PROBLEM - Rewrite the records from the line containing "Tag every instance of the torso" through the end of the records, inclusive, changing "torso" to "upper body" and leaving everything else unchanged. Give back only those lines.

Point labeling dataset excerpts -

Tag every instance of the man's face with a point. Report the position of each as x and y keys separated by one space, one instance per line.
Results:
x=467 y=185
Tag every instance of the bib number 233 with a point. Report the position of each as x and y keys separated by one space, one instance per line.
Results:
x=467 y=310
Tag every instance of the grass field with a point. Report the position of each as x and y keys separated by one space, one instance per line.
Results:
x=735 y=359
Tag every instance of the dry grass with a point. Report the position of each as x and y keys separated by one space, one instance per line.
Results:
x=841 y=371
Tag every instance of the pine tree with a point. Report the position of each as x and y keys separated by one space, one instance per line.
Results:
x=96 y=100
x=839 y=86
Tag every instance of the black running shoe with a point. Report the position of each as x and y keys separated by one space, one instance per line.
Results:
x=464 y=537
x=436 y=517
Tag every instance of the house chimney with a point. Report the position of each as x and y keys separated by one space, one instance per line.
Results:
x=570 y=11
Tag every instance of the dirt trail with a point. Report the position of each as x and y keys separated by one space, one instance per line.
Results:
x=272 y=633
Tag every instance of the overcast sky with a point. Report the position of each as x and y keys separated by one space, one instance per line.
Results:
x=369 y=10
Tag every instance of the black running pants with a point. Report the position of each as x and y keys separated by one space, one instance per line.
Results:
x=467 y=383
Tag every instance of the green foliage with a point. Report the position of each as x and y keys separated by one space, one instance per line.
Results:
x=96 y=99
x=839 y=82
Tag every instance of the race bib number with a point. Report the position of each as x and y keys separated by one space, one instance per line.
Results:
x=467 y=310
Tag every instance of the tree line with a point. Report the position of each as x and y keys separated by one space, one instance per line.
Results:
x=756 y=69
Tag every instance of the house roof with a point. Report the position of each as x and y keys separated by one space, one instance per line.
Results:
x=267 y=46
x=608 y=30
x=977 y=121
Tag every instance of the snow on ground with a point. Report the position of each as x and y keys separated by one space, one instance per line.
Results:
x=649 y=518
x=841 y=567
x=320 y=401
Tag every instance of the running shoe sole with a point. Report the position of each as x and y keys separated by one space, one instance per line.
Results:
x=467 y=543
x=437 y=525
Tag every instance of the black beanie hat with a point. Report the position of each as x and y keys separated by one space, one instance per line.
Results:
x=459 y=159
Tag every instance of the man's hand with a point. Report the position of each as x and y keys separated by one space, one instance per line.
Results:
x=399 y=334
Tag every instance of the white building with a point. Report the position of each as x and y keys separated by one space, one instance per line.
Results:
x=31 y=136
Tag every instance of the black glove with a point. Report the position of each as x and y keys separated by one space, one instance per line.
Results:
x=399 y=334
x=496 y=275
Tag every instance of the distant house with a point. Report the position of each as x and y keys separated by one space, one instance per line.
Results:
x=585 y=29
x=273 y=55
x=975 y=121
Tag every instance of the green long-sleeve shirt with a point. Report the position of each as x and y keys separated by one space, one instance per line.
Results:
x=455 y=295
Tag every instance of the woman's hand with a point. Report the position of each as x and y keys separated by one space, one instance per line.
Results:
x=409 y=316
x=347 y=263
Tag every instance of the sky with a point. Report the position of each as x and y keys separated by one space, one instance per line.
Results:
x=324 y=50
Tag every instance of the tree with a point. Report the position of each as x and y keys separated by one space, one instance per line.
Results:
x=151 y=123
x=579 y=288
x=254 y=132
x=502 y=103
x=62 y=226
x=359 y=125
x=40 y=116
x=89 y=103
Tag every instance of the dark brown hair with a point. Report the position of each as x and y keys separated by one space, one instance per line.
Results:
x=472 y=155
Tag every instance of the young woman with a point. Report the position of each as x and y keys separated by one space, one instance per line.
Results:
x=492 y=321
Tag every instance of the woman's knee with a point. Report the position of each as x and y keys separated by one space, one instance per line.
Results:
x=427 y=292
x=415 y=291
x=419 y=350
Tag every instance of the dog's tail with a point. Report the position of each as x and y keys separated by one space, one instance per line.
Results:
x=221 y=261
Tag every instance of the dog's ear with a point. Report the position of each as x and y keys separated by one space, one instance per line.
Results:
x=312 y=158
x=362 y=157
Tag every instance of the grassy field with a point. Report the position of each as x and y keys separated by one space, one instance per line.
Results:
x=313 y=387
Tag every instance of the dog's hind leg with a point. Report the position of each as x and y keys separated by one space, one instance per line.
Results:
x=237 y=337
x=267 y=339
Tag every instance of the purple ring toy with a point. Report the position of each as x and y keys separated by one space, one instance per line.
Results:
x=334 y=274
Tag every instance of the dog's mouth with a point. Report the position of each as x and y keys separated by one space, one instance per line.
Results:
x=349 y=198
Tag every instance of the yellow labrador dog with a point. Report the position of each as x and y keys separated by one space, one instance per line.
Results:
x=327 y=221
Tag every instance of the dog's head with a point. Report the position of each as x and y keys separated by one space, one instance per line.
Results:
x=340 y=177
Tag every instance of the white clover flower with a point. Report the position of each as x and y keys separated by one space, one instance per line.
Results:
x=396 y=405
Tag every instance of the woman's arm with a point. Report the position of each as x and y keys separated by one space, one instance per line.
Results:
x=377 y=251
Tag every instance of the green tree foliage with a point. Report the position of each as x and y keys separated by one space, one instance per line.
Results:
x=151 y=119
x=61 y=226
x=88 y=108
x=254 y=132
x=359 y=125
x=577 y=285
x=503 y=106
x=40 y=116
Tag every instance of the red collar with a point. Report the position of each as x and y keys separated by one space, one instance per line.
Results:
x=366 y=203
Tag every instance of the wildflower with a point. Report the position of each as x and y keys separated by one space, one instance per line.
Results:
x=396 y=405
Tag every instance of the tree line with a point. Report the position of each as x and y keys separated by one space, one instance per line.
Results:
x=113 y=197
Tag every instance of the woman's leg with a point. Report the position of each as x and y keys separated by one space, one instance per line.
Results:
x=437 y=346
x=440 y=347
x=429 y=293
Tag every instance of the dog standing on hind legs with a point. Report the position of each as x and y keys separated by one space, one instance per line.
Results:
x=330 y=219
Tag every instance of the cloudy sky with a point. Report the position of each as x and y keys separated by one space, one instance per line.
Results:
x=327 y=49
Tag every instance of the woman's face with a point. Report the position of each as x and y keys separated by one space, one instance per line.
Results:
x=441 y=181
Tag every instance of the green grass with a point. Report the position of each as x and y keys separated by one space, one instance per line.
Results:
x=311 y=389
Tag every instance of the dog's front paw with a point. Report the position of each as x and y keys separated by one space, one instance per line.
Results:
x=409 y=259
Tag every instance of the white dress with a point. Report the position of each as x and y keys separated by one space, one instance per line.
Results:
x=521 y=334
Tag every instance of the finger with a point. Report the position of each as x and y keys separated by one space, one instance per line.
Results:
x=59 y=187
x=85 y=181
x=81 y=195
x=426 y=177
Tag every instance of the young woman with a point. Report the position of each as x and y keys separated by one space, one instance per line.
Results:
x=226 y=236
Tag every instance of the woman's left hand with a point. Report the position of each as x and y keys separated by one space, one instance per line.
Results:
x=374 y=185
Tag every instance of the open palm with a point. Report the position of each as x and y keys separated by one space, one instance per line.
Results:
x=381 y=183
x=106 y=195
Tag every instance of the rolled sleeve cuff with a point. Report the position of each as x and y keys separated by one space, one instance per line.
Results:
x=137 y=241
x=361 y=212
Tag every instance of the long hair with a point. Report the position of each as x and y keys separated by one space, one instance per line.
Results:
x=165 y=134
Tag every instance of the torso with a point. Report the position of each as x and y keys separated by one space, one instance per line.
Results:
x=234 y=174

RESULT FOR THIS EXERCISE -
Tag every instance of the upper body with a point. Report the position of each as x and y keys separated by one space, one instance per line.
Results:
x=234 y=174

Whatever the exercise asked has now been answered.